*Exercise input*
start
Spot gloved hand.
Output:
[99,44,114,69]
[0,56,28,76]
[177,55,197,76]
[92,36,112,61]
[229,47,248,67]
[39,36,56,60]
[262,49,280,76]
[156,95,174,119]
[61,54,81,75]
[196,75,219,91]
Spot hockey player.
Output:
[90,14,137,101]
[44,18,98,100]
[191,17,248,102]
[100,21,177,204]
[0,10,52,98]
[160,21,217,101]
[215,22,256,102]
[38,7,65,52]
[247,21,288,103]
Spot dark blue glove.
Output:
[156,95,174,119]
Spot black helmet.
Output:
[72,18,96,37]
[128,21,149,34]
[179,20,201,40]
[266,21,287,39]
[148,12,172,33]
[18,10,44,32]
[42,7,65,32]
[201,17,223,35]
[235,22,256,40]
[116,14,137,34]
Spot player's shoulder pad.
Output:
end
start
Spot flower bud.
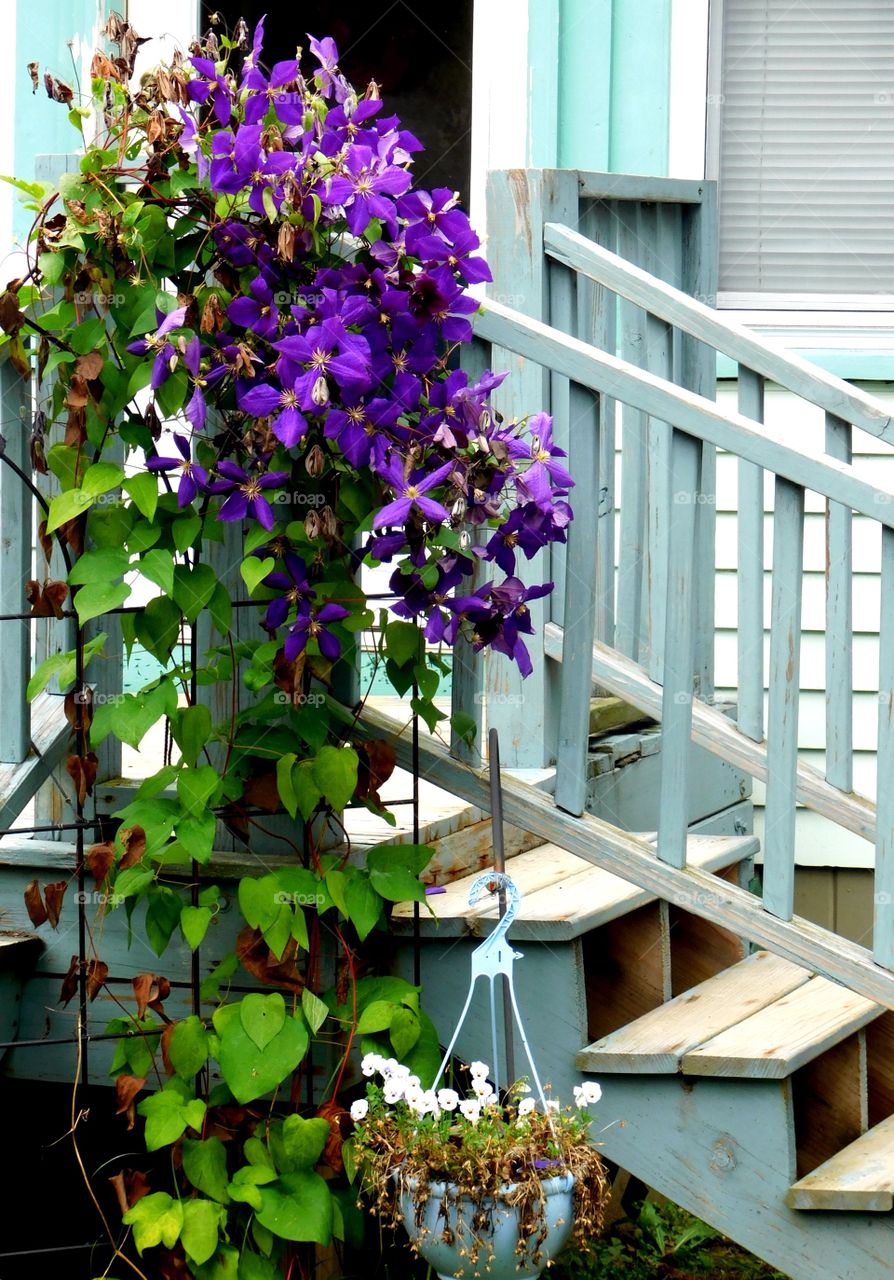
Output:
end
*Task instructions*
Count the lines in the data above that contain the string "player", matching case exactly, and give only the number.

*Final answer*
2